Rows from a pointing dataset
:::

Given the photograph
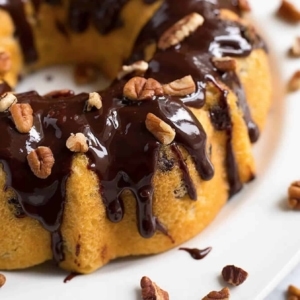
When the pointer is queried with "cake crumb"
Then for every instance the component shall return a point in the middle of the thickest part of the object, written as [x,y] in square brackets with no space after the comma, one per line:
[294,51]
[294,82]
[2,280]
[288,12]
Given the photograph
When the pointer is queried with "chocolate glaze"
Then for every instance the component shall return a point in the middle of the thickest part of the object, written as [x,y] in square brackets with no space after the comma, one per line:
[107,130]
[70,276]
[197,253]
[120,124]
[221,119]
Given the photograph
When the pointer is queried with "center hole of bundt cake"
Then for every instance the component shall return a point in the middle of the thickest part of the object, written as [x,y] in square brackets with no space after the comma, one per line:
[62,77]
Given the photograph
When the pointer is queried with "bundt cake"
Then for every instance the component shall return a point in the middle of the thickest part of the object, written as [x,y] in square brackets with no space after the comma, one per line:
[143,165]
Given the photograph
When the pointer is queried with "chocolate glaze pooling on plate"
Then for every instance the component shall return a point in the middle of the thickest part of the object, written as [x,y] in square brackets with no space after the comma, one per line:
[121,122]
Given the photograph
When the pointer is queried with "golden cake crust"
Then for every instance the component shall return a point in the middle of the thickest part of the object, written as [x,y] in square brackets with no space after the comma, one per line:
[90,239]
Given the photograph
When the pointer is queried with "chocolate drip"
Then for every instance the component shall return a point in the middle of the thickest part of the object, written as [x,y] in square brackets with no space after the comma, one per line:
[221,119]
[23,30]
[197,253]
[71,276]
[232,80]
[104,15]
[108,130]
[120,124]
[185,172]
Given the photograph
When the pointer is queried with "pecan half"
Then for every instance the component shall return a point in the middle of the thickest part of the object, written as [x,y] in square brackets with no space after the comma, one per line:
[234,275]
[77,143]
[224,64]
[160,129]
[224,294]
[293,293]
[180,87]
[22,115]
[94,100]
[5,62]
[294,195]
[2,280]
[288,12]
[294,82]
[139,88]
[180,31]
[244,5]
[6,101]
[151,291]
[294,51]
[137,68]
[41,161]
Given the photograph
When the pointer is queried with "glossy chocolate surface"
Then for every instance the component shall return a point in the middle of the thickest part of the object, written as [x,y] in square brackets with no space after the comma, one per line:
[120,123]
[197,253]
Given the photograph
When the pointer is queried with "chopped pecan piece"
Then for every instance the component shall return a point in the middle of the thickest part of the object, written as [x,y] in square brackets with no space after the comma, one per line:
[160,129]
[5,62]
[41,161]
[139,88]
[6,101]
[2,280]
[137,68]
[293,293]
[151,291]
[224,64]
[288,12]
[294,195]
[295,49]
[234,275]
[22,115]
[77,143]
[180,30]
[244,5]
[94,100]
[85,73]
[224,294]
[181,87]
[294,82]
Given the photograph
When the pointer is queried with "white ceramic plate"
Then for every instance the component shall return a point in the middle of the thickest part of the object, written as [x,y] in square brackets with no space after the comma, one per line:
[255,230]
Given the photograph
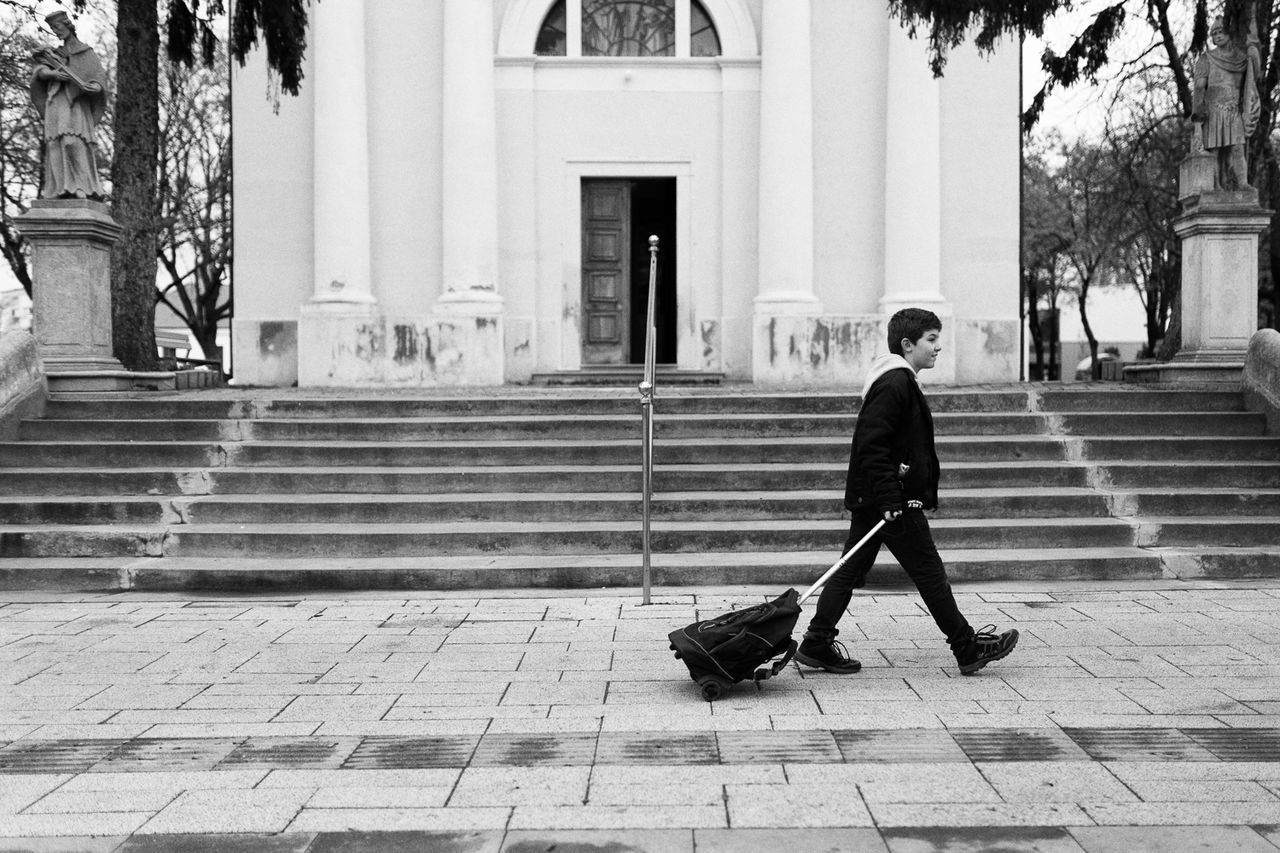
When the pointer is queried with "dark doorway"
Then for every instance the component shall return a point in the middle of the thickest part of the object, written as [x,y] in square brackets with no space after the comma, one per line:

:::

What to produce
Copy the records word for word, leaving no picture in the copy.

Complete response
Given the photograph
When the pointer is queried with "cake crumb"
Then for every instance the component shall return a point in the middle of the thickest part of the object, written as [x,y] in square brackets with no space after the comma, one per line:
[294,51]
[294,82]
[2,280]
[288,12]
Given the photograph
When the pointer is queried with "chocolate glaze"
Then for every instance the component shall return a point in the middle of the thickest part of the object, written as [x,y] in square brackets with no space after the comma, one per line:
[107,130]
[70,276]
[197,253]
[120,124]
[221,119]
Given the photograph
When the pointer is queried with "center hole of bundt cake"
Then for every instance the component shall return a point in the middle of the thickest part of the object, written as [x,y] in square brackets with no space after the comma, one per line:
[62,77]
Given the photograph
When the pointer is queried with "bundt cake"
Then for every instance the component shall return a point in the middle of the thickest part of the object, written as [x,y] in square brackets with no space after the comma, one per line:
[143,165]
Given the photograph
When the pointer is queried with "chocolate glaze pooling on plate"
Then for every instance the component shall return a point in the middle of the thickest part of the object, written as [x,y] in square brackets with no space after the comma, one per line:
[121,122]
Given the photograph
When the pointer is queried with "golden cake crust"
Then for every instance the component shall return a point in the middle of the thickest part of the object, written as [x,y] in square brackets with no space after the comma, one per line:
[90,239]
Given the photograph
When the pointer is queried with "chocolate drip"
Then for every instance the component shall return a point in the middle of the thickest part of the object, written as [x,y] in square brackets with no space after the comma, one per line:
[221,119]
[23,30]
[197,253]
[71,276]
[232,80]
[104,15]
[108,130]
[120,124]
[185,172]
Given the photograph
When the pointer is queried with "pecan half"
Then for every instance the component shall return a point in the middle of the thickest part of the object, written as [x,y] in square brackets with no space after the comma, one per line:
[234,275]
[77,143]
[224,64]
[160,129]
[224,294]
[293,293]
[180,87]
[22,115]
[94,100]
[5,62]
[294,195]
[2,280]
[288,12]
[294,82]
[139,88]
[180,31]
[244,5]
[6,101]
[151,291]
[294,51]
[137,68]
[41,161]
Given the photograph
When the pointer is queried with "glossy chocolate surface"
Then for every instance the component shall return a point in the middle of the thickest part of the object, written as [x,y] in square brackets with no space after the comma, one per line:
[120,123]
[197,253]
Given the photograph
When the pointer is queried with "chopped pecan piece"
Then for every instance the component shall return a point in the middle of the thickest part of the object, written as [x,y] in square brackets with no space after the comma, one per line:
[160,129]
[5,62]
[41,161]
[139,88]
[6,101]
[2,280]
[137,68]
[293,293]
[151,291]
[224,64]
[288,12]
[294,195]
[295,49]
[234,275]
[22,115]
[77,143]
[180,30]
[244,5]
[94,100]
[85,73]
[224,294]
[181,87]
[294,82]
Given the photograph
When the pointer is queried with "white ceramic plate"
Then for every instance the component shall return a point in the middle of the thickest part of the object, written as [x,y] in square brackets with no space after the comma, one per line:
[255,230]
Given the photograph
When the pointer is queried with "dark doorway"
Then for every instance the component shall return a point in the middle of the thickest part of the object, written as [x,y] in square brackets with no space after the comma, one per line:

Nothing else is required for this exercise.